Rows from a pointing dataset
···

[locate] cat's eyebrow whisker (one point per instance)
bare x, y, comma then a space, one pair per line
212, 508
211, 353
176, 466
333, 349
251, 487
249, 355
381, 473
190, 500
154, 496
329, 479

···

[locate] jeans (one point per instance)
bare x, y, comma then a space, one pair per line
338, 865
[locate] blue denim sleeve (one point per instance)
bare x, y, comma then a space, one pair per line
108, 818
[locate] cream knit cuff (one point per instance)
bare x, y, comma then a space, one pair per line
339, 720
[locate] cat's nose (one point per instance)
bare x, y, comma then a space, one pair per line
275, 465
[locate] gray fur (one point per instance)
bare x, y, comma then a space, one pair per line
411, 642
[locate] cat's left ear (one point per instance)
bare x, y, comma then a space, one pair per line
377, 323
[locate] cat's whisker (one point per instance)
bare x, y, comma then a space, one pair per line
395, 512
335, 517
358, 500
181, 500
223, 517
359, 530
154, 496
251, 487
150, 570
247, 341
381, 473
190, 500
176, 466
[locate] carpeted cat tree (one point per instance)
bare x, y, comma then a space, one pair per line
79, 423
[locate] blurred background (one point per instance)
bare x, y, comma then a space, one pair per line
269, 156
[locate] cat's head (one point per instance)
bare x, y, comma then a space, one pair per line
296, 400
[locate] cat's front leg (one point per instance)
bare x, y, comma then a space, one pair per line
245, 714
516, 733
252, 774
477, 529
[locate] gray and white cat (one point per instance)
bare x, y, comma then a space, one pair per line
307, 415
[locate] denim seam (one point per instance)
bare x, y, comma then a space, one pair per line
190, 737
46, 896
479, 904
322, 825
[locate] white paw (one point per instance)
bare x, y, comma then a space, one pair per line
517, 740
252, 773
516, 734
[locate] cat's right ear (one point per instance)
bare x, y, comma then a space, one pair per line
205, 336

···

§ Your instructions
How many lines in the rows above contain the string "gray"? Matching is case-sensitive, and the reply should be the number alone.

§ Exercise result
2